• _Data shown_:

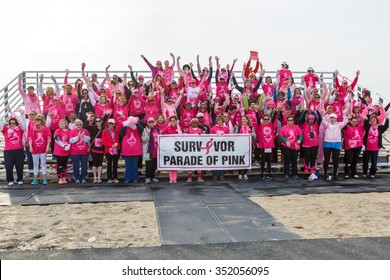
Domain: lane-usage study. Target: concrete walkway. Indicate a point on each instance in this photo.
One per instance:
(212, 220)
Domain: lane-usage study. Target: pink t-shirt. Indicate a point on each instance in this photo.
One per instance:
(13, 138)
(64, 136)
(39, 139)
(168, 74)
(196, 130)
(268, 89)
(265, 136)
(69, 102)
(310, 135)
(80, 147)
(310, 80)
(353, 136)
(372, 143)
(220, 129)
(291, 133)
(131, 143)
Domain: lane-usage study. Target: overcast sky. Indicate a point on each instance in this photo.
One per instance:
(328, 35)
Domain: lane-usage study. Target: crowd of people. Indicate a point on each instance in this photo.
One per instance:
(122, 117)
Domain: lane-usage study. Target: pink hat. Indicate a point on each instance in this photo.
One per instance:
(270, 104)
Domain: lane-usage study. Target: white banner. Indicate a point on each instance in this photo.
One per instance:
(204, 152)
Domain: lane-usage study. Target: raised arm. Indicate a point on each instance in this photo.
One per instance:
(40, 86)
(86, 79)
(20, 86)
(173, 60)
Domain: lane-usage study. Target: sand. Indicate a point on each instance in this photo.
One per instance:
(70, 226)
(134, 224)
(332, 215)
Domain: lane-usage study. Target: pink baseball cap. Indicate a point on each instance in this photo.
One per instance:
(270, 104)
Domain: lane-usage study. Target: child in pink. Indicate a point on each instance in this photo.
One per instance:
(30, 99)
(131, 147)
(194, 129)
(61, 150)
(39, 140)
(173, 128)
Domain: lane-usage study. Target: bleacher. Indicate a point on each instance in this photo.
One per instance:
(9, 95)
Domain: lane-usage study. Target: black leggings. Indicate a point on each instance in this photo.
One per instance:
(14, 158)
(290, 158)
(62, 166)
(367, 155)
(112, 166)
(310, 155)
(265, 158)
(151, 166)
(335, 158)
(351, 158)
(97, 159)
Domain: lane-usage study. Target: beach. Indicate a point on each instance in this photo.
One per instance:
(134, 224)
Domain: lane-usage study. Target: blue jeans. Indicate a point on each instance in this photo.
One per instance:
(76, 159)
(131, 163)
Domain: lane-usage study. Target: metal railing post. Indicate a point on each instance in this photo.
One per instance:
(24, 81)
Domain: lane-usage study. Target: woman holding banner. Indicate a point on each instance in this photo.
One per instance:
(290, 140)
(173, 128)
(244, 128)
(220, 129)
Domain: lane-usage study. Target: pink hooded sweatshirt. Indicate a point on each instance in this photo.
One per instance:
(265, 135)
(353, 136)
(64, 140)
(31, 102)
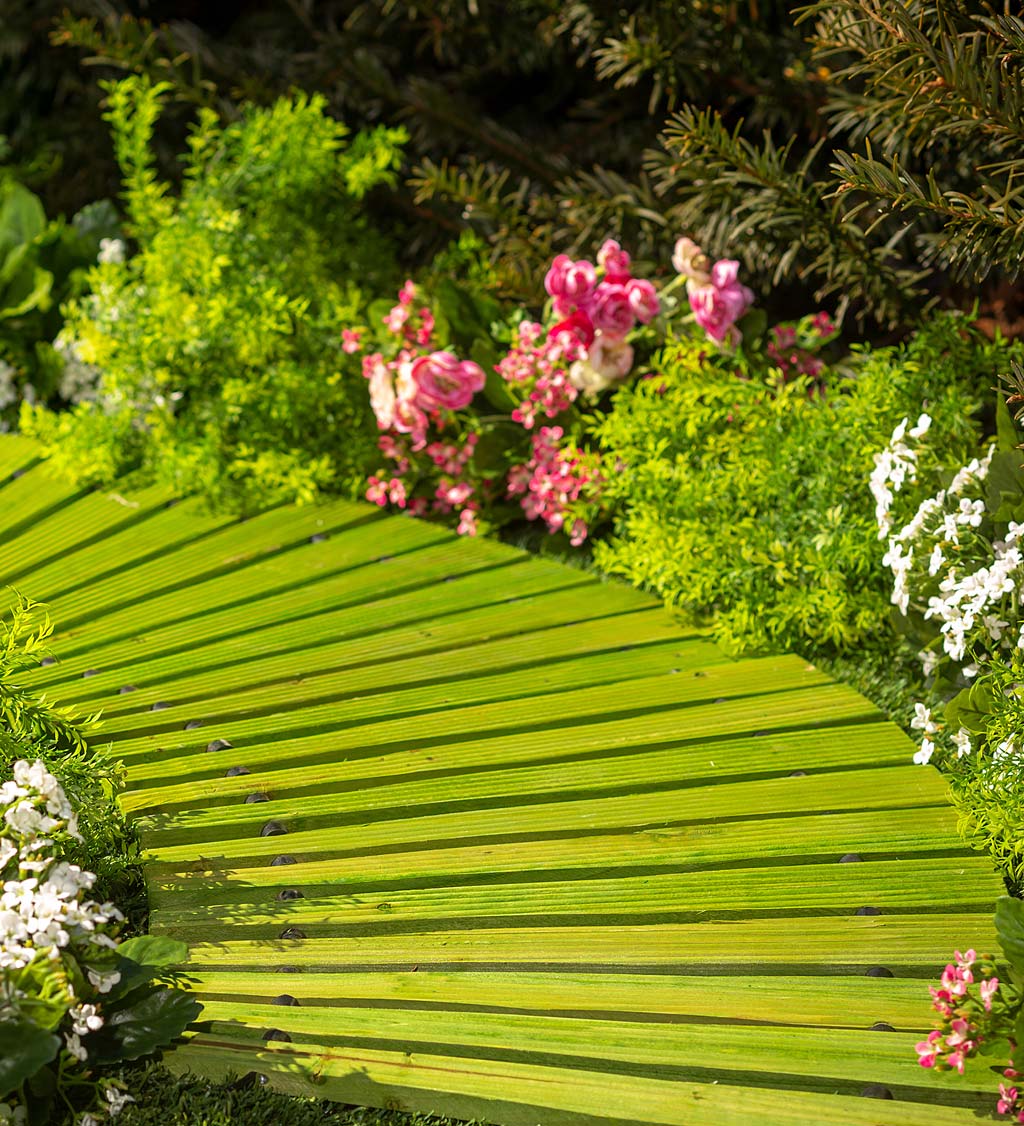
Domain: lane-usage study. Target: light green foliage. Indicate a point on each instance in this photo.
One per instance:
(746, 498)
(988, 784)
(219, 343)
(34, 729)
(42, 264)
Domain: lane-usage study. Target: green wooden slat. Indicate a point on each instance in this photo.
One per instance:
(63, 533)
(771, 753)
(822, 1001)
(399, 742)
(524, 1095)
(826, 1057)
(837, 888)
(315, 833)
(296, 677)
(851, 943)
(898, 833)
(560, 860)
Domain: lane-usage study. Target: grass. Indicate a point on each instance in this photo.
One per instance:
(162, 1099)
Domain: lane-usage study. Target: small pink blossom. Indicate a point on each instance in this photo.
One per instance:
(691, 261)
(612, 311)
(444, 383)
(643, 300)
(718, 307)
(569, 282)
(928, 1049)
(614, 261)
(426, 328)
(578, 325)
(382, 394)
(987, 989)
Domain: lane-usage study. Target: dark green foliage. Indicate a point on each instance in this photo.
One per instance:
(162, 1099)
(217, 346)
(747, 499)
(43, 262)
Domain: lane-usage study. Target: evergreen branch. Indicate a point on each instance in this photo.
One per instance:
(976, 235)
(774, 215)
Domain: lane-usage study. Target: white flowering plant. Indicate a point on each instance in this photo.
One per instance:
(71, 995)
(956, 560)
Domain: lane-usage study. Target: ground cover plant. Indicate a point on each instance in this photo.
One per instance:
(856, 502)
(73, 997)
(214, 347)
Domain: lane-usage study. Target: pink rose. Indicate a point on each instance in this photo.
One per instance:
(443, 382)
(612, 311)
(691, 261)
(614, 260)
(724, 273)
(718, 307)
(643, 300)
(569, 282)
(577, 324)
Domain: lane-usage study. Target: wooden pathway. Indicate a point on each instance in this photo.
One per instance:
(454, 829)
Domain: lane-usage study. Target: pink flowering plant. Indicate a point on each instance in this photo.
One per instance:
(978, 1006)
(480, 420)
(484, 420)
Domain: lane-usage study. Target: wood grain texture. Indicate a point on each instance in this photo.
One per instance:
(544, 855)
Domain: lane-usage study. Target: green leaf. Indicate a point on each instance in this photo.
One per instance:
(143, 958)
(156, 1018)
(1009, 927)
(21, 215)
(24, 1049)
(28, 291)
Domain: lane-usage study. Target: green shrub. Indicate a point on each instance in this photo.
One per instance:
(745, 497)
(219, 343)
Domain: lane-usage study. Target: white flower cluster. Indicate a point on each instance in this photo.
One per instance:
(110, 250)
(79, 381)
(925, 723)
(893, 466)
(43, 906)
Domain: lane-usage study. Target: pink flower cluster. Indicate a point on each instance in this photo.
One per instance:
(715, 295)
(415, 387)
(454, 491)
(971, 1017)
(537, 366)
(557, 484)
(598, 313)
(792, 346)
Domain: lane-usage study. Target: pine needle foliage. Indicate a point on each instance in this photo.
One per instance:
(745, 499)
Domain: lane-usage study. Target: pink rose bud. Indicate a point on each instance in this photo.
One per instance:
(724, 273)
(444, 383)
(612, 311)
(614, 261)
(578, 325)
(643, 300)
(691, 261)
(382, 396)
(569, 280)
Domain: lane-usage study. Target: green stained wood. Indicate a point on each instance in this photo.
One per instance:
(553, 858)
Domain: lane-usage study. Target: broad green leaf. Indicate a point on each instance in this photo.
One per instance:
(150, 1022)
(21, 215)
(24, 1049)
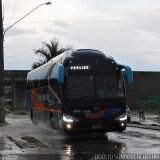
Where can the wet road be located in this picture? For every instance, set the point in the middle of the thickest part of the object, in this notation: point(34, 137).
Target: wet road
point(133, 141)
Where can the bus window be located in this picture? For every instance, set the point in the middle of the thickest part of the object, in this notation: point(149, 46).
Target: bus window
point(79, 86)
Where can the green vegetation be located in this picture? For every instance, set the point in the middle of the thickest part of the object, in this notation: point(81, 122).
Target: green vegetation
point(3, 124)
point(49, 51)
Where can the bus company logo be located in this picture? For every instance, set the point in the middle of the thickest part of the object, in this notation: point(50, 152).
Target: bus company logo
point(84, 67)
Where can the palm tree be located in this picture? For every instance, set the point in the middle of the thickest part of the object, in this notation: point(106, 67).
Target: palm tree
point(49, 51)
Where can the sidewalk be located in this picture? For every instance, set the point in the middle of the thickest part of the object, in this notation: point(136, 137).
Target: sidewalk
point(151, 121)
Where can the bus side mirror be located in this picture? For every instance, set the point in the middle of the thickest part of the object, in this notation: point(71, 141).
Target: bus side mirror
point(60, 73)
point(129, 73)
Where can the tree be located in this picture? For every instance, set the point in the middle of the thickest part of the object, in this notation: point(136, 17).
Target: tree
point(49, 51)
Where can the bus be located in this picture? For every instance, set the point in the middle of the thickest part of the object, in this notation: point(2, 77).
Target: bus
point(80, 91)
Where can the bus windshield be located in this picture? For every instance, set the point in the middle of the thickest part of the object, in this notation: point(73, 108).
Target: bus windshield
point(97, 86)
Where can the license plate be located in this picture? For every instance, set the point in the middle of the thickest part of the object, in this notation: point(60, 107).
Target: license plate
point(97, 126)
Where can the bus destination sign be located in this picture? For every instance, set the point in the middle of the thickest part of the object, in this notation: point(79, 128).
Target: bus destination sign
point(80, 67)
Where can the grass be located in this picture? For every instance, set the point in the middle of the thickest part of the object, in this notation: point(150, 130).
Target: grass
point(3, 124)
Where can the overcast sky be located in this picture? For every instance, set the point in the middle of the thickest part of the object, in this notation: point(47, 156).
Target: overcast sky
point(127, 30)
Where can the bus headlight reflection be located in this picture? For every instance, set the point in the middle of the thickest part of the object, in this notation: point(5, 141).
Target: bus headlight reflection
point(70, 119)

• _Task to carry out_:
Each line in the listing above from the one containing "Domain: lane-usage study. Target: sand." through the one containing "Domain: lane-usage study. Target: black" should be repeated exactly, and no other line.

• _Solution for this exercise_:
Domain: lane-usage study. Target: sand. Indicate a point on each instance in this photo.
One per instance:
(70, 226)
(134, 224)
(332, 215)
Domain: lane-usage study. Target: pink baseball cap. Indicate a point on each instance in this photo.
One per instance:
(270, 104)
Domain: lane-usage study. Target: child in pink. Indicate a point on each instance in this photo.
One per instance:
(30, 99)
(131, 147)
(194, 129)
(61, 150)
(39, 140)
(173, 128)
Domain: lane-usage study. Target: bleacher. Indicate a point on each instance in this photo.
One per instance:
(9, 95)
Domain: lane-usage study. Target: black leggings. Indicate a point on each instance in this photo.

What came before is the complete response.